Instruction
Reproduce the items below verbatim, line for line, without changing any character or spacing.

——

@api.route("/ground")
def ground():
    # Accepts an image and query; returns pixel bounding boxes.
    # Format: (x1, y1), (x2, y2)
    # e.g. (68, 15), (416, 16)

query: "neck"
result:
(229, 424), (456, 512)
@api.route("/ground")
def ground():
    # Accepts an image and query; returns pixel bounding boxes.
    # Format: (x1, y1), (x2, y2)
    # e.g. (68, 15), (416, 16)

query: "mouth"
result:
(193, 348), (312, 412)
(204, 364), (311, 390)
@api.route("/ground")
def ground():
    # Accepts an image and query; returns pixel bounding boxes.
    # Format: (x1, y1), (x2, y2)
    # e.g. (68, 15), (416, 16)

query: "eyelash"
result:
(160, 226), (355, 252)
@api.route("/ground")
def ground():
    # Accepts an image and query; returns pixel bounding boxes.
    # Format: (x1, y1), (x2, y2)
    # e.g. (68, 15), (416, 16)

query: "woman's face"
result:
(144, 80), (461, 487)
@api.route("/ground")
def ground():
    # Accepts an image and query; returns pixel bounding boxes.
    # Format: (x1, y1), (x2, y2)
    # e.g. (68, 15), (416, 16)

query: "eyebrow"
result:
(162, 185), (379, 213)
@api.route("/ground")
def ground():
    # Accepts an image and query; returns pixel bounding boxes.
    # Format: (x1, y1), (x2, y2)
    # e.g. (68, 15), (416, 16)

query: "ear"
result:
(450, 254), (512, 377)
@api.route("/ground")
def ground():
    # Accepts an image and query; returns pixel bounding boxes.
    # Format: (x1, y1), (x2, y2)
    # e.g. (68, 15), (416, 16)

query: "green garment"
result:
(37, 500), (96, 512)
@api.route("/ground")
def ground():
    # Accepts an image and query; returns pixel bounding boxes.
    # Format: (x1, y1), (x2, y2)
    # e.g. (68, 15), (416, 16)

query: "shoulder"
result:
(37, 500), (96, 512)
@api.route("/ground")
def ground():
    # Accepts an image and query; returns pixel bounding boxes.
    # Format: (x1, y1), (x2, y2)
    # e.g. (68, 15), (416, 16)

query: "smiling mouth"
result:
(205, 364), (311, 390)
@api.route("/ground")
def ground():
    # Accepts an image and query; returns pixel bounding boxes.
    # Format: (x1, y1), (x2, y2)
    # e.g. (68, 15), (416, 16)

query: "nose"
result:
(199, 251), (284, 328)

——

The completed task
@api.route("/ground")
def ground():
    # Accepts an image and query; returns pixel bounding boxes.
    # Format: (x1, y1), (x2, y2)
    # e.g. (68, 15), (416, 16)

query: "neck"
result:
(229, 424), (456, 512)
@api.route("/ground")
def ground():
    # Accepts an image and query; returns pixel bounding boxes.
    # Format: (x1, y1), (x2, y2)
    # e.g. (68, 15), (416, 16)

query: "mouth"
result:
(193, 348), (312, 412)
(204, 364), (311, 390)
@api.route("/ground")
def ground():
    # Accepts an image and query; returns pixel bounding boxes.
    # Format: (x1, y1), (x2, y2)
    # e.g. (68, 15), (416, 16)

query: "eyelash"
result:
(160, 226), (355, 252)
@api.route("/ground")
def ground():
    # Accepts an image and query; returns pixel bounding boxes.
    # Format: (x1, y1), (x2, y2)
    # e.g. (68, 15), (416, 16)

query: "woman's face"
result:
(144, 80), (461, 487)
@api.route("/ground")
def ground():
    # Accepts an image and query; returns pixel bounding boxes.
    # Format: (x1, y1), (x2, y2)
    # e.g. (68, 15), (416, 16)

query: "eyebrow"
result:
(162, 185), (379, 213)
@api.route("/ground")
def ground():
    # Accepts an image and query; returns pixel bounding boxes.
    # Format: (x1, y1), (x2, y2)
    # e.g. (68, 15), (416, 16)

query: "ear"
result:
(450, 254), (512, 377)
@api.route("/ground")
def ground():
    # Accepts an image and query; returns pixel bounding boxes.
    # Format: (x1, y1), (x2, y2)
    # e.g. (68, 15), (416, 16)

query: "green garment"
result:
(37, 500), (96, 512)
@api.route("/ground")
def ground():
    # Accepts an image and query; returns pixel bounding boxes.
    # Format: (x1, y1), (x2, y2)
    # e.g. (68, 15), (416, 16)

query: "shoulder"
result:
(37, 500), (96, 512)
@api.route("/ground")
def ground():
    # Accepts an image and query; returns pixel bounding boxes.
    # Format: (x1, y1), (x2, y2)
    # e.g. (68, 15), (416, 16)

query: "smiling mouth"
result:
(205, 364), (311, 390)
@api.route("/ground")
def ground():
    # Accepts an image and query; returns pixel bounding boxes.
    # Format: (x1, y1), (x2, y2)
    # e.g. (68, 15), (416, 16)

query: "nose"
result:
(199, 251), (284, 328)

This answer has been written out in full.